↓↓↓

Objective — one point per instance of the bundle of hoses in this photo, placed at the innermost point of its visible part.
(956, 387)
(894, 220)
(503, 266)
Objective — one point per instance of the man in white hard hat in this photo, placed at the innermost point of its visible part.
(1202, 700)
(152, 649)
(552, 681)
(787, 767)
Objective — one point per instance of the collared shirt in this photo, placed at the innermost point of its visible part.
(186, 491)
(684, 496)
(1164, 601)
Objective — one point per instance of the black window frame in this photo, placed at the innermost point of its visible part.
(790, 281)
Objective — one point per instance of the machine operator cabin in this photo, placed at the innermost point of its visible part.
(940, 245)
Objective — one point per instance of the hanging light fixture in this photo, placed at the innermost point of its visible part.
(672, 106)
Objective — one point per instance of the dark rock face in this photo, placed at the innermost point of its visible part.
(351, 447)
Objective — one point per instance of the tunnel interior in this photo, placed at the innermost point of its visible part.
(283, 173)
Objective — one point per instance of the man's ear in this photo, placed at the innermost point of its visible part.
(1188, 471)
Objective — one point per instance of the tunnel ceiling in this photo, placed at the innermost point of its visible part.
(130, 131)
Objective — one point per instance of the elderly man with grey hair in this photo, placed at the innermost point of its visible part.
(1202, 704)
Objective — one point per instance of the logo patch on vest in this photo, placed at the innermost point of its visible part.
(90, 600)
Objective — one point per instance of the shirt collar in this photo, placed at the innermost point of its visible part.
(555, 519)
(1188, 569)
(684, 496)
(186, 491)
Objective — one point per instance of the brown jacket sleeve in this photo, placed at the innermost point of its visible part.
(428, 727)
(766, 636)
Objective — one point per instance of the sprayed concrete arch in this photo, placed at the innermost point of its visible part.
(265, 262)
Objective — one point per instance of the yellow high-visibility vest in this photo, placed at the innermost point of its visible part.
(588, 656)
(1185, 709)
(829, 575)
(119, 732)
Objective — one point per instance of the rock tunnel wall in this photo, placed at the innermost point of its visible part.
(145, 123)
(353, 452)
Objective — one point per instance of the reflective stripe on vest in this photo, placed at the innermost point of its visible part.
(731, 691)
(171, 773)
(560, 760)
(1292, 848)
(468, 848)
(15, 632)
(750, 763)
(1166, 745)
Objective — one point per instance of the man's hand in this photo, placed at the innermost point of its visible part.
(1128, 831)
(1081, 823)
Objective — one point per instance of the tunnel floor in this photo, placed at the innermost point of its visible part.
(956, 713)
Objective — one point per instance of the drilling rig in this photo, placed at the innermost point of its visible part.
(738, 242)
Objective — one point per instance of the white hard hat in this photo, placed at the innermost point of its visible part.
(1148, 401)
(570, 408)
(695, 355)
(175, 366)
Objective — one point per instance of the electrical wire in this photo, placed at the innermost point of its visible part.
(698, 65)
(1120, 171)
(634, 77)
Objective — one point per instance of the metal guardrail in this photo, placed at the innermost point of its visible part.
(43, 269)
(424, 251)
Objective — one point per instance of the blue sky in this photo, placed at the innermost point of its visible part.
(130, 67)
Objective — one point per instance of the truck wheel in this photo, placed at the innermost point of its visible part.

↑↑↑

### Requirement
All of the data above should be transcribed exactly.

### Response area
Objective — one point per instance of the bundle of hoses in this photo, placed at the innermost point of its visible part.
(956, 387)
(894, 220)
(503, 266)
Objective — one point per instance of the man in white hard hat in this photo, placed at the innermost point of its visible part.
(1202, 700)
(152, 649)
(552, 681)
(787, 767)
Objective — one point per instance of the collared shirt in this photo, placed at the innermost point of its visible part.
(186, 491)
(684, 496)
(1164, 601)
Objective — one point per instance of the black window frame in this photo, placed at the innermost point of its visible part.
(790, 281)
Objective — one point per instance of the machine operator cabin in this photo, placed at the innermost point of its visible part.
(940, 245)
Objective — one point per instance of the hanging light fixture in this photo, placed at the innermost point of its visible part.
(672, 106)
Objective — one point per instance of the dark rock face in this photo, placed at the innermost point of its visible part.
(351, 447)
Objective — one point per instance of the tunnel interior in this photo, placed at the innermost point of its visible part.
(283, 173)
Objective — one point per instance of the man's ear in this photo, placed at the innermost point of its visible part.
(1188, 471)
Objective — one point per instance of the tunnel ceiling in this photo, placed at the innermost point of its visible part.
(130, 131)
Objective — one point per instance of the elderly man with grey hair in this photo, placed at the innermost point of its visible part.
(1202, 704)
Objective — one point per instance of the logo patch on vest in this photo, placed at the innermost point of its visible part.
(90, 600)
Objective — one point per instance of the shirt collar in this photo, placed at the innermost point of its visible part.
(555, 519)
(1188, 569)
(684, 496)
(186, 491)
Objective — one point per instance of the brown jacket sleeve in this photo, placed at the innermost point of its visible part.
(428, 727)
(766, 636)
Objective — one point per instance of the sprayed concrete arch in this photo, placed at the innermost point of its visible part.
(265, 262)
Objective — one point per instance of the yellow high-visibility vest in this photo, placed at the innermost point of its visible part.
(588, 656)
(1185, 709)
(829, 575)
(119, 732)
Objective — one point per instance of the rock tunnel wall in this photo, placed at the innermost point of its visible part.
(145, 123)
(353, 452)
Objective — one point per instance of the reflective stripe on vest in this photo, placed at the innermost point of its visible part.
(731, 691)
(171, 773)
(560, 760)
(1292, 848)
(468, 848)
(15, 632)
(750, 763)
(1166, 745)
Objective — one point per instance of the man's hand in this photo, placed at the innermost point of its visible part.
(1128, 831)
(1081, 823)
Objective — one point per instance of the tunnel floor in this photo, placed at the innermost point of its visible part.
(956, 713)
Objective — one point per instance of the drilling rig in this photo, placed at the innermost point of its visible part.
(738, 242)
Objective — one point per instance of the white hard hat in this photo, placed at the innermost point of its visible part.
(1148, 401)
(570, 408)
(695, 355)
(175, 366)
Objective — one point per instance of the electrical wire in this photo, placed at the innermost point of its visible part.
(698, 65)
(1120, 171)
(634, 77)
Objective — one point per instance of the metal guardrail in this photo, placed at the innermost point of its visible part.
(43, 269)
(424, 251)
Objective — one point per instance of the blue sky in this photo, placed at the innermost point of its visible part.
(130, 67)
Objective — one point per instance of the truck wheel in this photo, placed at the innermost point of its visible part.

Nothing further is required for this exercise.